Begin Records shown

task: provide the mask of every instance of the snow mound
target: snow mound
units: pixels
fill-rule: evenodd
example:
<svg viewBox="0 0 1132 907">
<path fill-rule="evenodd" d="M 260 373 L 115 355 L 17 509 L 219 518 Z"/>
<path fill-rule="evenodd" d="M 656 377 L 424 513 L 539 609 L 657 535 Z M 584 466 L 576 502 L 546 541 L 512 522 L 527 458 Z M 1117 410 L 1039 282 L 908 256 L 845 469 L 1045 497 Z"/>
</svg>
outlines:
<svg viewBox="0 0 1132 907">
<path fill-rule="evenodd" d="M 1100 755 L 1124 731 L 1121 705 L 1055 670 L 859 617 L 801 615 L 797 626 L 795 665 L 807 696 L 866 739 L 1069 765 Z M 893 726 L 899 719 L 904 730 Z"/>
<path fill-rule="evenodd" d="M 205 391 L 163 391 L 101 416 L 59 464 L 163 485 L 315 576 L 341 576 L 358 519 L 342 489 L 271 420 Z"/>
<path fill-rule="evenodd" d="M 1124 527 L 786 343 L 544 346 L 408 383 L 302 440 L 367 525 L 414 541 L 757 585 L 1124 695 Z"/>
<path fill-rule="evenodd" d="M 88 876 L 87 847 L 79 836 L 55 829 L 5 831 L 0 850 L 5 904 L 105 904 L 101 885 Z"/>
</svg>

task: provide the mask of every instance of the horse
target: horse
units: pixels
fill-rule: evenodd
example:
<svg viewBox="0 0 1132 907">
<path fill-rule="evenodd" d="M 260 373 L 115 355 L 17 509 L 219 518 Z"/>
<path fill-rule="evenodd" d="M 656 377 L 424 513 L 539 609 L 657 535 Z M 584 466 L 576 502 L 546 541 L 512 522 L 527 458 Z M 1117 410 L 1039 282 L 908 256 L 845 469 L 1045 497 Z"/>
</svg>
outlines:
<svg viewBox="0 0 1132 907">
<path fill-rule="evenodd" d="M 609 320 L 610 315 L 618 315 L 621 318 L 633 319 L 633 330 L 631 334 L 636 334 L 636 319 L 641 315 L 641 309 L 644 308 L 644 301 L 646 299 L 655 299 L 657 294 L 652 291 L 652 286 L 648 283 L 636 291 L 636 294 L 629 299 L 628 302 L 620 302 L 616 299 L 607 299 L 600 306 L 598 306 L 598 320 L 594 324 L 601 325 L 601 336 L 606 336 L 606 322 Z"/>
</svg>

End Records shown

## Short task
Set out the lines above as a numbered list, leaving out any blank lines.

## Final answer
1. task: provide the mask of every instance of the snow mound
2. target: snow mound
3. units: pixels
4. fill-rule: evenodd
5. example:
6. <svg viewBox="0 0 1132 907">
7. <path fill-rule="evenodd" d="M 260 373 L 115 355 L 17 509 L 219 518 Z"/>
8. <path fill-rule="evenodd" d="M 656 377 L 424 513 L 539 609 L 657 535 Z M 584 466 L 576 502 L 546 541 L 512 522 L 527 458 Z M 1117 410 L 1039 282 L 908 256 L 845 469 L 1045 497 Z"/>
9. </svg>
10. outlines:
11. <svg viewBox="0 0 1132 907">
12. <path fill-rule="evenodd" d="M 1100 755 L 1124 731 L 1121 705 L 1055 670 L 859 617 L 801 615 L 797 626 L 795 665 L 807 696 L 866 739 L 1069 765 Z M 893 726 L 899 719 L 904 730 Z"/>
13. <path fill-rule="evenodd" d="M 205 391 L 163 391 L 101 416 L 59 464 L 163 485 L 315 576 L 341 576 L 358 519 L 342 489 L 271 420 Z"/>
14. <path fill-rule="evenodd" d="M 1124 527 L 786 343 L 544 346 L 408 383 L 302 440 L 367 525 L 414 541 L 757 585 L 1124 695 Z"/>
15. <path fill-rule="evenodd" d="M 88 876 L 87 847 L 79 836 L 55 829 L 5 831 L 0 850 L 5 904 L 105 904 L 101 885 Z"/>
16. </svg>
17. task: provide the mask of every instance of the horse
18. target: horse
19. units: pixels
20. fill-rule: evenodd
21. example:
22. <svg viewBox="0 0 1132 907">
23. <path fill-rule="evenodd" d="M 260 373 L 115 355 L 17 509 L 219 518 Z"/>
24. <path fill-rule="evenodd" d="M 656 377 L 424 513 L 539 609 L 657 535 Z M 584 466 L 576 502 L 546 541 L 512 522 L 527 458 Z M 1117 410 L 1039 282 L 908 256 L 845 469 L 1045 497 Z"/>
25. </svg>
26. outlines:
27. <svg viewBox="0 0 1132 907">
28. <path fill-rule="evenodd" d="M 609 320 L 610 315 L 618 315 L 621 318 L 633 319 L 633 330 L 631 334 L 636 334 L 636 319 L 641 315 L 641 309 L 644 308 L 644 301 L 646 299 L 655 299 L 657 294 L 652 291 L 652 286 L 648 283 L 636 291 L 636 294 L 629 299 L 628 302 L 620 302 L 616 299 L 607 299 L 600 306 L 598 306 L 598 320 L 594 324 L 601 325 L 601 336 L 606 336 L 606 322 Z"/>
29. </svg>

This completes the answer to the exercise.